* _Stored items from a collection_
---
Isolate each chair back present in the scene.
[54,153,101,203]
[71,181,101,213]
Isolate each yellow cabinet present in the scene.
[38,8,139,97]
---
* _Directions_
Copy the records starting with the line that contains "Isolate each yellow" and going on through the end of the records, keeping the requests and increasing every bounding-box coordinate by 107.

* _Solution to the problem_
Isolate each yellow cabinet present in the scene.
[145,115,246,204]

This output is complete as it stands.